- _Supplied data_:
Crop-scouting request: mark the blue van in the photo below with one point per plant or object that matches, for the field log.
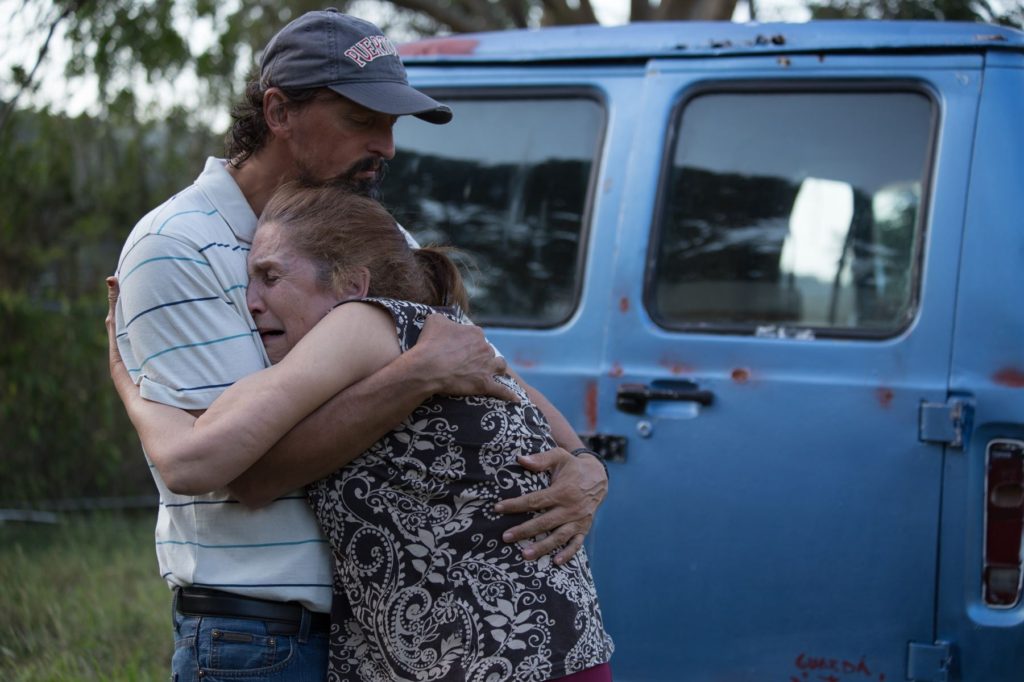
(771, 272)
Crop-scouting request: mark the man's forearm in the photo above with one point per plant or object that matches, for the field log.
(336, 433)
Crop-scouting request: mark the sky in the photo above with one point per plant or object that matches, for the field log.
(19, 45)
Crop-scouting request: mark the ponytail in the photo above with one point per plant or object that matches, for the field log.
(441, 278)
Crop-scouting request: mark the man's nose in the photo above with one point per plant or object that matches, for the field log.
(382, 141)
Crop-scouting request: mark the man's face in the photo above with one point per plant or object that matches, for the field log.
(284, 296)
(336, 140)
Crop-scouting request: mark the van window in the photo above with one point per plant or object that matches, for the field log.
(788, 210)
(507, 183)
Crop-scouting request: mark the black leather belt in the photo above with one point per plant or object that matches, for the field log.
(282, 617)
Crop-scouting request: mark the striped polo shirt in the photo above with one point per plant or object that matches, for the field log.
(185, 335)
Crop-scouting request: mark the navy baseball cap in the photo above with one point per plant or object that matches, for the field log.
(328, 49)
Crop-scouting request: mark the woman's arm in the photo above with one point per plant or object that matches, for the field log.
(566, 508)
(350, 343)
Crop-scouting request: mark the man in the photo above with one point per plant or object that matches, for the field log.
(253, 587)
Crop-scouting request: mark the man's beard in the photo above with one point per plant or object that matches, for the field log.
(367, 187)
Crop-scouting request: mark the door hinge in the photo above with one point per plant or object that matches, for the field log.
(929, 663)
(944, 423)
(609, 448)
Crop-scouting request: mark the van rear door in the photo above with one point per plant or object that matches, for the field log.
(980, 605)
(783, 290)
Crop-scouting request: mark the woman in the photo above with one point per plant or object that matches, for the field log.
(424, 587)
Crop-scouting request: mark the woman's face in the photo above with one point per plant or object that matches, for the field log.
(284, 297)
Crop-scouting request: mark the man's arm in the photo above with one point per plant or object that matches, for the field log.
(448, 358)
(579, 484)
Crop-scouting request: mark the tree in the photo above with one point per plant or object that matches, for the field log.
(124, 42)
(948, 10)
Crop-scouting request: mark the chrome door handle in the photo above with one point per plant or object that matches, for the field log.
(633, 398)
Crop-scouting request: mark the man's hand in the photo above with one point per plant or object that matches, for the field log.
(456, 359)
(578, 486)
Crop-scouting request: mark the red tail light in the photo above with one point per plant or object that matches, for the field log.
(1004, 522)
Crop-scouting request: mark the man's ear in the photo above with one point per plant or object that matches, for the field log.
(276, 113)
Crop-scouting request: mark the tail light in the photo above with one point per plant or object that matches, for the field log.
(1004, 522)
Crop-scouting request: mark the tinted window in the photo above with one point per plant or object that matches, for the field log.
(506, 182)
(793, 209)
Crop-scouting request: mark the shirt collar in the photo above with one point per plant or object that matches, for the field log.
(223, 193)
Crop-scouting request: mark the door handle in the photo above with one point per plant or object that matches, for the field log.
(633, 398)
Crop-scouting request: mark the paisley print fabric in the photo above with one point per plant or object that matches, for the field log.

- _Aim_: Copy out all the data without changing anything, and drop the pictures.

- _Solution to the problem_:
Crop-scouting request: mark the blue van in the photo below with one point per plant or object that matches, for the field log.
(771, 272)
Crop-scouting request: mark the man's forearm in the photo above with one point per plant or object that matches, for the field log.
(336, 433)
Crop-scouting request: mark the sky in the photo above with one point per plant or object that matches, for the field log.
(19, 45)
Crop-scouting request: mark the ponytail in the photo above with one point per plant or object that matches, for the field log.
(441, 278)
Crop-scouting request: mark the man's nose in the photo above with one point per plant or object that matches, for the field log.
(382, 141)
Crop-scouting request: mark the man's face in the photo above with one point per plant or object that matches, for the field log.
(284, 296)
(336, 140)
Crop-scouting request: mark the van window in the photo above with one point per plant or object that matches, for the field log.
(788, 210)
(507, 183)
Crop-scouting request: mark the black leather belt in the photo above with one point per plant or object that matches, for the field log.
(282, 617)
Crop-scouting request: mark the striped polo shirt in the photo above with one point per plant or object that matches, for the field log.
(185, 335)
Crop-scouting request: mark the navy baseball cap in the photo above with one point per plant or object that matches, for the field log.
(328, 49)
Crop-scouting request: mark the woman's arm in the photo above with one point per plant or object that matches, for the field log.
(566, 508)
(350, 343)
Crop-scouting request: mark the man in the photo above with one point per plant or object that matches, for the field log.
(253, 587)
Crop-scouting request: mark the man's beard in the photo above with one point per plant or object that matches, for the field log.
(367, 187)
Crop-scouting request: mark the door hinge in the photo above with one point per plant or object that matches, for the field log.
(929, 663)
(944, 423)
(609, 448)
Crop-scouting request: mark the van rear door in the photo above with one point per plant or object that matches, for the field log.
(980, 605)
(783, 290)
Crop-scouting request: mark the woman in the photo above with one point per plant or object that matches, for the field log.
(424, 587)
Crop-scouting request: mark the woman's face in the photo above with one point per plant or object that matches, for the field log.
(284, 297)
Crop-scouting request: mark the man's arm in the photo above with one point per plant or object that matches, for the field log.
(448, 358)
(579, 484)
Crop-scouting request: mark the tree in the photo above with one point per plant or object that matches, for the field log.
(124, 42)
(948, 10)
Crop-scouting request: mark the chrome door handle in the photo above with one point per plant or object that matches, for the field log.
(633, 398)
Crop-scouting request: mark the man's hand in the photo above with one point per plant or object that matches, for the field log.
(456, 359)
(578, 486)
Crop-scouting request: mark the red tail light in the photo above with one point per plant or object that matches, for the field log.
(1004, 522)
Crop-scouting request: mark the man's ear in the photo above with one point per plant or object that matches, for the field log.
(276, 113)
Crop-scouting request: mark the tail light in the photo above with one point per plant or object that matches, for the field log.
(1004, 522)
Crop-scouting request: mark the tinted window in the photo above with one point per plant or object that matches, for the field log.
(506, 182)
(793, 209)
Crop-scouting request: mark the shirt collar in the photo above with one point per plant or object that matches, for the field log.
(223, 193)
Crop-scouting request: mark the door handle in the photo above with one point per plant or object that matches, for the field log.
(633, 398)
Crop-scouting request: mark the paisley print fabric in the photo above with one point per plant or object that matches, for the field log.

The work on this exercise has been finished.